Quoted text:
..........

For example, in an e-commerce platform, the metrics may include (but are not limited to) add-to-cart rate, user retention rate, and application latency. In e-commerce domain, any given ML model tends to target specific metrics. For example, search ranking aims to improve cart-add rates; ads aim to improve clickthrough rates. Each metric may add a reinforcing factor to the data associated with the ML models and features that already exists. As such, each of these metrics is targeted differently in different domains of the e-commerce platform. Different metric impacts can be added into metadata about features and models to help improve the feature relevance prediction approaches. Metrics can be further driven by the updated model. The result provides a signal to improve recommendations for new features and new models.
The graph generation module 210 has access to the data store 130 that stores data associated with the ML models and features used by the ML models. The graph generation module 210 is configured to generate a graph 220 based on the data associated with the ML models 110 and features 120. The graph 220 includes multiple nodes and edges. Each node represents an ML model or a feature used for training at least one ML model. Each edge links a model and a feature that is used by the ML model.
The matrix generation module 230 is configured to generate a model-feature interaction matrix 240 based on the graph 220. The model-feature interaction matrix 240 records a relevancy score for a pair of features based on a number of common ML models that use both the features in the pair. In some embodiments, for any given pair of features Fi and Fj, a relevancy score is computed and recorded in the model-feature interaction matrix 240. In some embodiments, when Fi and Fj are both used in training k common ML models, the relevancy score for feature pair Fi and Fj is k, where k is an integer no fewer than 0. For example, if features Fi and Fj share no common ML model, the relevancy score is 0; if features Fi and Fj share 3 common ML models, the relevancy score is 3. The number of common ML models shared by a feature pair indicates how relevant these features are. Generally, the greater the number of common ML models shared by the pair of features, the more relevant the pair of features are.
For a new ML model to be trained, a user may input one or more proposed features 270 based on intuition or experience. The candidate feature identification module 250 receives the proposed features 270, and identifies one or more candidate features from the model-feature interaction matrix 240 based on the relevancy scores between the candidate features and the other features in the matrix 240. The user interface 260 presents the identified candidate features to the user. For example, if features Fi and Fj are sufficiently relevant based on their relevancy score, the candidate feature identification module 250 selects feature Fi when the proposed feature is Fj, and vice versa.

..........

Material:

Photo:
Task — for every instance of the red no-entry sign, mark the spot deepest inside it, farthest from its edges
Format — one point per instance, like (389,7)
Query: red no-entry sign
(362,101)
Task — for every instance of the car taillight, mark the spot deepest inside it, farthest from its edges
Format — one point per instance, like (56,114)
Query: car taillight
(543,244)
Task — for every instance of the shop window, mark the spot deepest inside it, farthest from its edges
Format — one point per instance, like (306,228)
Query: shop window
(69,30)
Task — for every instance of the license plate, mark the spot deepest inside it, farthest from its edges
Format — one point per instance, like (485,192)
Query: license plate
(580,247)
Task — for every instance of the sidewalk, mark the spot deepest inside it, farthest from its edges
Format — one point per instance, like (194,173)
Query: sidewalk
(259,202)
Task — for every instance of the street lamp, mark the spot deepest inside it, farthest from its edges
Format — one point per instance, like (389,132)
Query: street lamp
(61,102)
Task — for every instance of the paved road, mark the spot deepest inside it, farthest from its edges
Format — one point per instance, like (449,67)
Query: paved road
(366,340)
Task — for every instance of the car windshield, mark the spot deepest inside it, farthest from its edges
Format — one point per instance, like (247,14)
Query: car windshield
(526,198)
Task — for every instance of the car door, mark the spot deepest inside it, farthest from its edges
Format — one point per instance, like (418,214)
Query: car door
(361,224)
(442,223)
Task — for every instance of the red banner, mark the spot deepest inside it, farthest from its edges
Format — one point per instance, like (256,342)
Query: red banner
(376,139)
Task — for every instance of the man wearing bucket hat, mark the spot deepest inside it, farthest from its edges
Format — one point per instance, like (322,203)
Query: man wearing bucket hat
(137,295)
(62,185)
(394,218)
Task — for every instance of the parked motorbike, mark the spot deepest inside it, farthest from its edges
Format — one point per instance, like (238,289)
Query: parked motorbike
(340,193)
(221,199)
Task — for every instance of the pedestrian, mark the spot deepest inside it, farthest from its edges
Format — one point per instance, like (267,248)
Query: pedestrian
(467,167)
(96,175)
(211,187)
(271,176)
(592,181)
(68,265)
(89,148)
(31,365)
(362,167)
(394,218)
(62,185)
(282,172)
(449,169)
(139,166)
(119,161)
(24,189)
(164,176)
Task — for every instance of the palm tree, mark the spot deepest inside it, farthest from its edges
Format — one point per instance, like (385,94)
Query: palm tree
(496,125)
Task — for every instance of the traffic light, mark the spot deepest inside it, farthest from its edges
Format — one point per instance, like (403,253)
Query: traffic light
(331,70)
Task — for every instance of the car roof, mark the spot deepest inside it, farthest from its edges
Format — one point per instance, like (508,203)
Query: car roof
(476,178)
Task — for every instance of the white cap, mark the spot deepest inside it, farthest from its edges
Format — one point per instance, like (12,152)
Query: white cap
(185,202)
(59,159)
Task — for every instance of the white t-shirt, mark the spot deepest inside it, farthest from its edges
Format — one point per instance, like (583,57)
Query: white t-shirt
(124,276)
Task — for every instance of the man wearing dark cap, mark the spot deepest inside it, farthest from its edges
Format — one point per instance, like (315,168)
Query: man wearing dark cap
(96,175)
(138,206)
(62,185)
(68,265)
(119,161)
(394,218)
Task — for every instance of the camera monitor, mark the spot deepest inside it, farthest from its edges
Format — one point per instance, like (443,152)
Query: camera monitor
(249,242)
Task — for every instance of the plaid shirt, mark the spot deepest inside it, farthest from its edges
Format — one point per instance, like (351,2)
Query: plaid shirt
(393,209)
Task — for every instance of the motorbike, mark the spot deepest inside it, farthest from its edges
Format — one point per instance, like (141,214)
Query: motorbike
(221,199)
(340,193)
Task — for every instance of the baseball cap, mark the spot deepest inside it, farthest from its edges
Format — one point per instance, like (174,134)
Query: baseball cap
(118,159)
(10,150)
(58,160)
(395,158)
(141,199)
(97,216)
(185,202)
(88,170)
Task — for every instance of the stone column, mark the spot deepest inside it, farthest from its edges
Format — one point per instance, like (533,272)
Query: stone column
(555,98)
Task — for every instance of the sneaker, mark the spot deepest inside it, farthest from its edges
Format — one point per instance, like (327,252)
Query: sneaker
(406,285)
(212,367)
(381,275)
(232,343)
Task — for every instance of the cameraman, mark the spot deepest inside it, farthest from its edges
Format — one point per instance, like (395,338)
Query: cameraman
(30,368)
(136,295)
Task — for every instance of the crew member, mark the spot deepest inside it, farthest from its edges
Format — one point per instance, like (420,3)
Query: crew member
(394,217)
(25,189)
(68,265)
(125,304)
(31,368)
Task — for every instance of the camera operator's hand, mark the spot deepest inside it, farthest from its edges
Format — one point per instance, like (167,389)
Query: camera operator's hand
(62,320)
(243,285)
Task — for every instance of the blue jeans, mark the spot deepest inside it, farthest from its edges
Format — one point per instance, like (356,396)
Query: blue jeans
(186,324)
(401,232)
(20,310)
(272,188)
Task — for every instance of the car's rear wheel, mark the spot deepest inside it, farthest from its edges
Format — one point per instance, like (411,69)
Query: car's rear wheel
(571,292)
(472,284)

..........

Goal: Copy the part of the passage on feature relevance for ML models that runs from "The graph generation module 210 has" up to and including "the ML model.", keeping every word unchanged.

Exercise answer:
The graph generation module 210 has access to the data store 130 that stores data associated with the ML models and features used by the ML models. The graph generation module 210 is configured to generate a graph 220 based on the data associated with the ML models 110 and features 120. The graph 220 includes multiple nodes and edges. Each node represents an ML model or a feature used for training at least one ML model. Each edge links a model and a feature that is used by the ML model.